- [Selected excerpt]
◇ ◇ ◇
MIFTAH
Tuesday, 23 April. 2024
 
Your Key to Palestine
The Palestinian Initiatives for The Promotoion of Global Dialogue and Democracy
 
 
 

This morning, Palestinian and Arab media sources reported that the Gaza-based Islamic Army announced its responsibility for the abduction of BBC correspondent Alan Johnston almost two months ago. In a videotaped message distributed in Gaza, a spokesman for the Islamic Army demanded the release of, “Muslim prisoners in British prisons, namely Abu Qatada, the Palestinian.”

The tape did not show Johnston, in contrast to other videotaped hostages, who are made to repeat the abductors demands for their release before the camera. Apparently, only Johnston’s press card was displayed along with a picture of Abu Qatada, who is accused of being a key Al Qaeda figure in the UK.

Johnston is the first foreign journalist to be held in the Gaza Strip for such a lengthy period of time. While other foreign journalists have been abducted over the past few years amidst the growing security chaos and lack of rule of law in the Palestinian territories, they were all released in a matter of days if not hours. Johnston, who was in his last stint as BBC correspondent when he was abducted, has been in captivity since March 12. Both international and Palestinian journalists have demanded his release, putting pressure on the Palestinian Authority to exert more efforts in locating him.

Unfortunately, this is not the first incident of violence perpetrated by the more extremist Muslim groups in the Strip. Just days ago, a group calling themselves the Salafi Group charged into an UNRWA-run school in the Rafah Refugee Camp during a sports festival and pelted the audience and children with rocks and empty bottles before opening fire. One man was killed and six children injured in the melee. The group claimed the festival “went against Islamic traditions” and aimed at incorporating corrupt western values into Palestinian Muslim society.
◇ ◇ ◇
- [Given data]

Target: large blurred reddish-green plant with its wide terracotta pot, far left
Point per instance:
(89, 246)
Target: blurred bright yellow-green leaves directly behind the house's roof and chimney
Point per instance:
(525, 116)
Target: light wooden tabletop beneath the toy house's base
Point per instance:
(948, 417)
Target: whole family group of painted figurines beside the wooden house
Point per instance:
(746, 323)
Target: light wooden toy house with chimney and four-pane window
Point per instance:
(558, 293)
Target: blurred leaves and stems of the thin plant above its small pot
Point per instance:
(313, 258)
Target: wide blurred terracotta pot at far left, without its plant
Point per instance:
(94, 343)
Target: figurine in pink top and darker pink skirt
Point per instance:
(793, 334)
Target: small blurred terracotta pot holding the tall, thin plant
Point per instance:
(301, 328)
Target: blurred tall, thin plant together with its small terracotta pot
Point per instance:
◇ ◇ ◇
- [What needs to be done] Reproduce word for word the passage of the article on Alan Johnston's abduction that begins with the words "Your Key to" and ends with "figure in the UK.".

- [Solution for this task]
Your Key to Palestine
The Palestinian Initiatives for The Promotoion of Global Dialogue and Democracy
 
 
 

This morning, Palestinian and Arab media sources reported that the Gaza-based Islamic Army announced its responsibility for the abduction of BBC correspondent Alan Johnston almost two months ago. In a videotaped message distributed in Gaza, a spokesman for the Islamic Army demanded the release of, “Muslim prisoners in British prisons, namely Abu Qatada, the Palestinian.”

The tape did not show Johnston, in contrast to other videotaped hostages, who are made to repeat the abductors demands for their release before the camera. Apparently, only Johnston’s press card was displayed along with a picture of Abu Qatada, who is accused of being a key Al Qaeda figure in the UK.